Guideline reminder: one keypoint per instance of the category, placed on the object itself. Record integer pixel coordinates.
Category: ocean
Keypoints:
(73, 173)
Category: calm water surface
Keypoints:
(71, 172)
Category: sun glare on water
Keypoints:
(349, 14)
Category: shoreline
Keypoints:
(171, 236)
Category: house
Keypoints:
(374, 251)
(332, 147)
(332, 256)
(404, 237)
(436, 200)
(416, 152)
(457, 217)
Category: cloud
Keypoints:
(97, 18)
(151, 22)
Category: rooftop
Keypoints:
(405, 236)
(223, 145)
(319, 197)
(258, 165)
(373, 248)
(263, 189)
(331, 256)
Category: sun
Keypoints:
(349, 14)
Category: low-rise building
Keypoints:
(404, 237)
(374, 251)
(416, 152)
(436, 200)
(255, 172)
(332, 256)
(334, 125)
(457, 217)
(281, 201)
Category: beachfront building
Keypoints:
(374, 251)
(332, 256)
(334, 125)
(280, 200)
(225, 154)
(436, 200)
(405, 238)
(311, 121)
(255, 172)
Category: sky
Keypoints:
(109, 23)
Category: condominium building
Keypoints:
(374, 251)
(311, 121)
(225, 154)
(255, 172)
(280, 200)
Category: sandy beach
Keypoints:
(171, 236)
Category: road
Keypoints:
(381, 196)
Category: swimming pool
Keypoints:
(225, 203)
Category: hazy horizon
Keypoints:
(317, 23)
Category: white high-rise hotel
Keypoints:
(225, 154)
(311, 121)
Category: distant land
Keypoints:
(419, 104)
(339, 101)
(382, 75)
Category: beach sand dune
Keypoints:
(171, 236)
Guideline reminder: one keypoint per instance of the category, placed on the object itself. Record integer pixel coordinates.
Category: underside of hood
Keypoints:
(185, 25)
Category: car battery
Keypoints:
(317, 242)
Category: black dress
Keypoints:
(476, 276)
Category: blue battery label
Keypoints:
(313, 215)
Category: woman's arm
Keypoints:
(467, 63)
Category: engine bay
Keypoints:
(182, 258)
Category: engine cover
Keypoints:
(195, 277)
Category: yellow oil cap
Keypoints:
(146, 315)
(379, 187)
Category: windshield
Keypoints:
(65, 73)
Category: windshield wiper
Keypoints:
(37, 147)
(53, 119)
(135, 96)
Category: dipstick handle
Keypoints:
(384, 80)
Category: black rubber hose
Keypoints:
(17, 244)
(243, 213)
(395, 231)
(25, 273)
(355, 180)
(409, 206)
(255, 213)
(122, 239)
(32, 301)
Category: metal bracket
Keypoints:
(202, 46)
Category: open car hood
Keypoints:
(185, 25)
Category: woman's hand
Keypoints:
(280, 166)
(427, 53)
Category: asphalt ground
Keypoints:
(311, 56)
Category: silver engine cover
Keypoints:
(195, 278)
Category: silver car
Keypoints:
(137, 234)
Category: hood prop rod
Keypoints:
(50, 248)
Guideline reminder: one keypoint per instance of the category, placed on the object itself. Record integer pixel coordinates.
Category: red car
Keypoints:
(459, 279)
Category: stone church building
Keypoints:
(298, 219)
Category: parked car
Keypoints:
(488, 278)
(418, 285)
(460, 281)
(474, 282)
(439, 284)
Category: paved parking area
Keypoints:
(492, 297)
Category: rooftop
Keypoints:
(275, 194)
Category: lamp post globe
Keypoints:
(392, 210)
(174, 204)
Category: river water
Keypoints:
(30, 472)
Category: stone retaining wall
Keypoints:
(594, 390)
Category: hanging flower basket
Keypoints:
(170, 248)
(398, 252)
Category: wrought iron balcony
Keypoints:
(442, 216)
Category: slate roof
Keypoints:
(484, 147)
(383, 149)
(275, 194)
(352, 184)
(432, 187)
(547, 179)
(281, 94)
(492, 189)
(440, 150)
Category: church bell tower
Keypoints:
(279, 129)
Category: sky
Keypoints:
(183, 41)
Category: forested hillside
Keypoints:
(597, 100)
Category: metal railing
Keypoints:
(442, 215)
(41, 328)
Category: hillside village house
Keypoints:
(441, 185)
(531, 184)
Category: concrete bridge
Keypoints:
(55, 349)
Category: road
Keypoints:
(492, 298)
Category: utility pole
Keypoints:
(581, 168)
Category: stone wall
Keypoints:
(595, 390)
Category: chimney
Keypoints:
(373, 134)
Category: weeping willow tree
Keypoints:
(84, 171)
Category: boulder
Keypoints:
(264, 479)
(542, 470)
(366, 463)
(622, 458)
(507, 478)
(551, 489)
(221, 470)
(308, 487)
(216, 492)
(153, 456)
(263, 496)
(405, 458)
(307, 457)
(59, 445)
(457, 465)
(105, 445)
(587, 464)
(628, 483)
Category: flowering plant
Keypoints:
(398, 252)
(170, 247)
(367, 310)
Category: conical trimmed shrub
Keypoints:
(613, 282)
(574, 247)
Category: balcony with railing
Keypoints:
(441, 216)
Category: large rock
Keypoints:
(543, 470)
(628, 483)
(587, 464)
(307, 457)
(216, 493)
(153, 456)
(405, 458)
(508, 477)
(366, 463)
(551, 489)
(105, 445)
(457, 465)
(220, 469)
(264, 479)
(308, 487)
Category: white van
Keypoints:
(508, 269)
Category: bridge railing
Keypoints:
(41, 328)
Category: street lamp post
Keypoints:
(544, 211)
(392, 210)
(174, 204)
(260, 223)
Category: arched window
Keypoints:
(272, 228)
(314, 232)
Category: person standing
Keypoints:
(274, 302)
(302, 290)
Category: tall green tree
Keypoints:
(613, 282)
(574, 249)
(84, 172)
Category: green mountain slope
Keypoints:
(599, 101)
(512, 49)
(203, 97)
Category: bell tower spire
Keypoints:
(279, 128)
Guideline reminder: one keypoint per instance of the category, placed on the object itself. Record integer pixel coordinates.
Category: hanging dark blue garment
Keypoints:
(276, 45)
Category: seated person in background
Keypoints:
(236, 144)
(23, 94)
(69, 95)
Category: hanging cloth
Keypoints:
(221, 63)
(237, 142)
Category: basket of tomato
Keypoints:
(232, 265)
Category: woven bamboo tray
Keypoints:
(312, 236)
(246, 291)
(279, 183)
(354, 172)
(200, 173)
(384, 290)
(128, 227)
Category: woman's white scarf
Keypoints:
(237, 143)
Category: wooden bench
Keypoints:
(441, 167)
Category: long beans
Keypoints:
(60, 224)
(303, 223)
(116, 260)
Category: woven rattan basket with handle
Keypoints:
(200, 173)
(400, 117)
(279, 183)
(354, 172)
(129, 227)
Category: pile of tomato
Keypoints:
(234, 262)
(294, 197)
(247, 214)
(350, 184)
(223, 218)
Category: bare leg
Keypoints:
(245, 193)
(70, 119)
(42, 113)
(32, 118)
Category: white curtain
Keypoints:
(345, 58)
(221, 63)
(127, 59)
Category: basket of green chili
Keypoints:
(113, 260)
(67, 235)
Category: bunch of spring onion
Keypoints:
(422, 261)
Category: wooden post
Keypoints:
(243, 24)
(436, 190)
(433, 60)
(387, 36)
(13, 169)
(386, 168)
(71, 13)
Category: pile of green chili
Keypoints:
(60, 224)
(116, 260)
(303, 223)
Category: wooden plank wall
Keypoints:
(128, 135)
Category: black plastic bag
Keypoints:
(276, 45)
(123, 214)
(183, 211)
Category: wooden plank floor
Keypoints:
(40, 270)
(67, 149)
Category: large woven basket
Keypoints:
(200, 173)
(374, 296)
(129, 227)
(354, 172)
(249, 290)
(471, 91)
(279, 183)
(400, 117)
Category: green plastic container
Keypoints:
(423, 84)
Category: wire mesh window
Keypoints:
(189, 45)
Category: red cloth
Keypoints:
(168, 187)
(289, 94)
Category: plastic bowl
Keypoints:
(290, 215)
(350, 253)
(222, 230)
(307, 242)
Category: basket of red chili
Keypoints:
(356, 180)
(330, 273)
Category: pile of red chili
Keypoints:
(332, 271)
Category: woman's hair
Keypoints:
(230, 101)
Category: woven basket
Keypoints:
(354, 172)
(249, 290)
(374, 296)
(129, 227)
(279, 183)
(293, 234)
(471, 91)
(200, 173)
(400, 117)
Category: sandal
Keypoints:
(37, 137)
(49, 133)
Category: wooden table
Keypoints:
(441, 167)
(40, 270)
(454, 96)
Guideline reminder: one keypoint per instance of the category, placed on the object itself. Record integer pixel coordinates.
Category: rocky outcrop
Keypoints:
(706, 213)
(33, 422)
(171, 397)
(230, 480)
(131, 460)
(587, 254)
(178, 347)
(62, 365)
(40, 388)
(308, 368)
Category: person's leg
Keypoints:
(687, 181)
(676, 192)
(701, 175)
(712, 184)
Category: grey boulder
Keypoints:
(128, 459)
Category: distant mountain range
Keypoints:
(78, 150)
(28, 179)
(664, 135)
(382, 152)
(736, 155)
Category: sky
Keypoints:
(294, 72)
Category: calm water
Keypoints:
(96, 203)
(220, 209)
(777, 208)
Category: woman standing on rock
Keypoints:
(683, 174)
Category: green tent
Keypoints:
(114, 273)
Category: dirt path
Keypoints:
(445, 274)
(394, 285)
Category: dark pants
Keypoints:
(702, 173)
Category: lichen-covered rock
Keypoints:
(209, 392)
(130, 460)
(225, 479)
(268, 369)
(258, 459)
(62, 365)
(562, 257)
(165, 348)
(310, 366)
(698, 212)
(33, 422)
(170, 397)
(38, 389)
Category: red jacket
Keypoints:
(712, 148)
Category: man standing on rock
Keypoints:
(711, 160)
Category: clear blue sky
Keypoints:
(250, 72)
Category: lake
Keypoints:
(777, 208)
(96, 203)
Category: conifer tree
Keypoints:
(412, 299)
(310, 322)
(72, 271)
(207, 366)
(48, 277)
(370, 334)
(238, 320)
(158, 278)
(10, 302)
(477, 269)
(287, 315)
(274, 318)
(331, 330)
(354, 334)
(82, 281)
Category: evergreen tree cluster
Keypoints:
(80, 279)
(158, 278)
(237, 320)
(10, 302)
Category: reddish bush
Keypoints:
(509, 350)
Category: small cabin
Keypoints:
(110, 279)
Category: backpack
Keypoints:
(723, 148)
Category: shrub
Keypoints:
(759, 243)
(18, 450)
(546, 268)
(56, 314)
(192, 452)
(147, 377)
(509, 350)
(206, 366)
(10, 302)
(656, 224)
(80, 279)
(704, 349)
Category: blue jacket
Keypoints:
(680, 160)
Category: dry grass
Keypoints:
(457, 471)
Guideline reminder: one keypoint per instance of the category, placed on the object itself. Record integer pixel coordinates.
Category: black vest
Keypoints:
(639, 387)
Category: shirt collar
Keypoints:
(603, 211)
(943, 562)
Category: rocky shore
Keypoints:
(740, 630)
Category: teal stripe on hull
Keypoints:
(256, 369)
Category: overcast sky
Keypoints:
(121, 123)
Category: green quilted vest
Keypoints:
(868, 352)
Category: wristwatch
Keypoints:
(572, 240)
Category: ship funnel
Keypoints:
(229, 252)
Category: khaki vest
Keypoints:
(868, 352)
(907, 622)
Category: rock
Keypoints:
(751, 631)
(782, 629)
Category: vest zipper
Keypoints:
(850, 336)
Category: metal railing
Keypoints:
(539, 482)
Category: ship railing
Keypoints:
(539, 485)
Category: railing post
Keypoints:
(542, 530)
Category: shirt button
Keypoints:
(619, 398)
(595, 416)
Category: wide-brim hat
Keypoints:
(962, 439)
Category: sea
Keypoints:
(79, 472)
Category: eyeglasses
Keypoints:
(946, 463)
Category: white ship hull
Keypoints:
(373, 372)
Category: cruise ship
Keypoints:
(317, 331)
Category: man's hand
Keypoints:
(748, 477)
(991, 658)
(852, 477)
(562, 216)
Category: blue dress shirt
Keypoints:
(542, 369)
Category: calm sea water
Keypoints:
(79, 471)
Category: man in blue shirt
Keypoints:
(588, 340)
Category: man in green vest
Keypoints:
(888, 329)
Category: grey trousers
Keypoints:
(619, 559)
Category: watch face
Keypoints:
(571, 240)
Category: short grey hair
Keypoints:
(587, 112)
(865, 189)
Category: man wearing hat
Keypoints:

******

### Problem statement
A single figure is required: the number of lines in the data where the word "woven" occurs.

### Output for this exercise
4